#### Exercise directions:
Check every line of the entries for the string "road" and return the ones that contain it.
Provided records: Begin
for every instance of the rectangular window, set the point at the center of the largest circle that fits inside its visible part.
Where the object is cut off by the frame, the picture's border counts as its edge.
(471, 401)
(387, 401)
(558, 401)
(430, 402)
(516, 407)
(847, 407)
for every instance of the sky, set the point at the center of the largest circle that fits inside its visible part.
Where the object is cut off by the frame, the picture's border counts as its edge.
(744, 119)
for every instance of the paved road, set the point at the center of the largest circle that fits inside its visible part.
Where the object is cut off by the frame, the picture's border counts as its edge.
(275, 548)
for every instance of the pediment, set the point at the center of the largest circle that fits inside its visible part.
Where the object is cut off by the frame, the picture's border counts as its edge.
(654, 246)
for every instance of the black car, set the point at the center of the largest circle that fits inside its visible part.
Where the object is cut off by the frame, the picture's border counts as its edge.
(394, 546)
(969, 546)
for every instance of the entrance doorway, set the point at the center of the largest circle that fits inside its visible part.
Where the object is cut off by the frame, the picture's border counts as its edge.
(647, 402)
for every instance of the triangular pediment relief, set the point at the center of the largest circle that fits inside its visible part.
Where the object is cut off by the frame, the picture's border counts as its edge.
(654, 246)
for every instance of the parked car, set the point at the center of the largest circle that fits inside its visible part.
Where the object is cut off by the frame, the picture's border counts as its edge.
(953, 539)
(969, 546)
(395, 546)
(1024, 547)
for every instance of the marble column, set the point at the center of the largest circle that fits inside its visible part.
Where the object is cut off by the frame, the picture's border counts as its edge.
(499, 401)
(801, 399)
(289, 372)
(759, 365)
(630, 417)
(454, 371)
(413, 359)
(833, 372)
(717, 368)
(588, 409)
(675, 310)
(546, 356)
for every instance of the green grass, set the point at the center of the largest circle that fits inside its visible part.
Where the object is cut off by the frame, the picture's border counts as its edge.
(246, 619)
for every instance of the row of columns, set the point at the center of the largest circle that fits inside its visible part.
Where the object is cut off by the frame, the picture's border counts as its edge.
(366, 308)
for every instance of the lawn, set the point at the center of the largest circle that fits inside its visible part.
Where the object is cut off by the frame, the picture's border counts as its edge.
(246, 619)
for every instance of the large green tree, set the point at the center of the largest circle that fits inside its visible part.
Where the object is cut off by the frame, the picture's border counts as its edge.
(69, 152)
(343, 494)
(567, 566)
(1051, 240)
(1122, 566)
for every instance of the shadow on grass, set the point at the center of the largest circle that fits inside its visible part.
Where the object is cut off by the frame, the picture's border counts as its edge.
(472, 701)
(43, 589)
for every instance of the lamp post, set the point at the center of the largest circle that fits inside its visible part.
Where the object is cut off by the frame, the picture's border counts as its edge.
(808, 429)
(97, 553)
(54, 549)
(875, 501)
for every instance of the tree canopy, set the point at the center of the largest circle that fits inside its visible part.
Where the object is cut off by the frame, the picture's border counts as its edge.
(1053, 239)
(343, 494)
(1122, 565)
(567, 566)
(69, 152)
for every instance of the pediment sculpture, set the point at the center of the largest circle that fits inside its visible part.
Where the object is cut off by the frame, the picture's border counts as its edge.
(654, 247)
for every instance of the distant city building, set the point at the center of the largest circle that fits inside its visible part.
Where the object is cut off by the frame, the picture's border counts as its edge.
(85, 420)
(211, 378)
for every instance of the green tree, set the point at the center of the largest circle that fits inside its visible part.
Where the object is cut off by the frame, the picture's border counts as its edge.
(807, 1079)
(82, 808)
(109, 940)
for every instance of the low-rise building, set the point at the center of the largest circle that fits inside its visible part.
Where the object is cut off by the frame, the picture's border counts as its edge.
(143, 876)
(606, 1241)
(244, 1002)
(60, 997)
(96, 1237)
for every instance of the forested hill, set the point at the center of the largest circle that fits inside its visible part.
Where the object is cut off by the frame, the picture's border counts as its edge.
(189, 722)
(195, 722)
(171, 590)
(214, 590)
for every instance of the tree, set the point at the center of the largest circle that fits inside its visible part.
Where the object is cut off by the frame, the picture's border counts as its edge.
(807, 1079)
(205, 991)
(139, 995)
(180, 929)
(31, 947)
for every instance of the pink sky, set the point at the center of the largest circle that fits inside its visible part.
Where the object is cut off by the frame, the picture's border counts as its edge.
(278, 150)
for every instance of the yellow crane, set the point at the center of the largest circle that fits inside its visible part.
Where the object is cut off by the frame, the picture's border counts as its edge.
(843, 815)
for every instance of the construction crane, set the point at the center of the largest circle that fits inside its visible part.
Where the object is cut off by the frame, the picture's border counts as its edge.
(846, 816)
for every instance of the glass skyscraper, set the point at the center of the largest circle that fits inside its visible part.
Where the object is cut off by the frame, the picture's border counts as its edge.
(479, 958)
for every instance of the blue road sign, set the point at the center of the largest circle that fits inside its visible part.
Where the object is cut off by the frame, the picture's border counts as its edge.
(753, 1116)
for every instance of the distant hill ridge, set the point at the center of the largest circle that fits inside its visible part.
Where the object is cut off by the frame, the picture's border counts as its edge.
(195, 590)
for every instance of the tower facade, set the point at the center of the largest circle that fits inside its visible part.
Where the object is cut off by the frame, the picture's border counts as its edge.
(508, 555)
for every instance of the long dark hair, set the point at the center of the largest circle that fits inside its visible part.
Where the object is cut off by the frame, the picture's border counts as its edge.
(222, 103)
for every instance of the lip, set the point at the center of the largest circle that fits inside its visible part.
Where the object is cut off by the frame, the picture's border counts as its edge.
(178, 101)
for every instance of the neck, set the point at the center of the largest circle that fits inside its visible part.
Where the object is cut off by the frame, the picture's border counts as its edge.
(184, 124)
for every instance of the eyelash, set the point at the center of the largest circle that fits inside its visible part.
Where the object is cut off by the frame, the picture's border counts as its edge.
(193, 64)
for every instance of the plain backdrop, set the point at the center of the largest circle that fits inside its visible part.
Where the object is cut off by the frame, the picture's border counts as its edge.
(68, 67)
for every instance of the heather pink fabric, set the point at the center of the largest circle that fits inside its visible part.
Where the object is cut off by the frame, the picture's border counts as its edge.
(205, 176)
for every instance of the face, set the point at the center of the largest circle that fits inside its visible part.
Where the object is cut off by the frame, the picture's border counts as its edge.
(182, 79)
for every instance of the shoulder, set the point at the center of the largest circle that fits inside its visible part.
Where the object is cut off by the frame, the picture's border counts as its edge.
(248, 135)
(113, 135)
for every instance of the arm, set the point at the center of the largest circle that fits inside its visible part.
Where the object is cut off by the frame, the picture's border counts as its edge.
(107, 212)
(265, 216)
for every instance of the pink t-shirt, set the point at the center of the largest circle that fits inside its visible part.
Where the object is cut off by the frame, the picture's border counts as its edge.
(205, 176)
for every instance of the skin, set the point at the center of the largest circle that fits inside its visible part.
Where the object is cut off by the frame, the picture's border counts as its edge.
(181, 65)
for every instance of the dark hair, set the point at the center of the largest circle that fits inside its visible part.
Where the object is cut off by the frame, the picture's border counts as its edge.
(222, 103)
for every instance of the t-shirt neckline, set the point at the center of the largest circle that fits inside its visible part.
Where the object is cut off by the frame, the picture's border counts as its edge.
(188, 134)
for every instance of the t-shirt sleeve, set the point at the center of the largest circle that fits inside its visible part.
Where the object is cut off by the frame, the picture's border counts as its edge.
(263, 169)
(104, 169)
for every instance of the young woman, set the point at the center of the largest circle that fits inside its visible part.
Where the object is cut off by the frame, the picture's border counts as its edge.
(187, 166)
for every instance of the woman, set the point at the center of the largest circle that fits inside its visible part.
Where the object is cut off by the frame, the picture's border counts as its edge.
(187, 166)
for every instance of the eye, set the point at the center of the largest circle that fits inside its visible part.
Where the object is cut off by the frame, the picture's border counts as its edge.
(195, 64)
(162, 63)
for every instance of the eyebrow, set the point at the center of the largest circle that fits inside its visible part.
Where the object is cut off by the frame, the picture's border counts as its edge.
Provided records: End
#### Response for this exercise:
for every instance of the paved road, set the point at the center of the largest circle that fits inside its visible part.
for every instance of the blue road sign, set the point at the center of the largest circle that fits inside its visible part.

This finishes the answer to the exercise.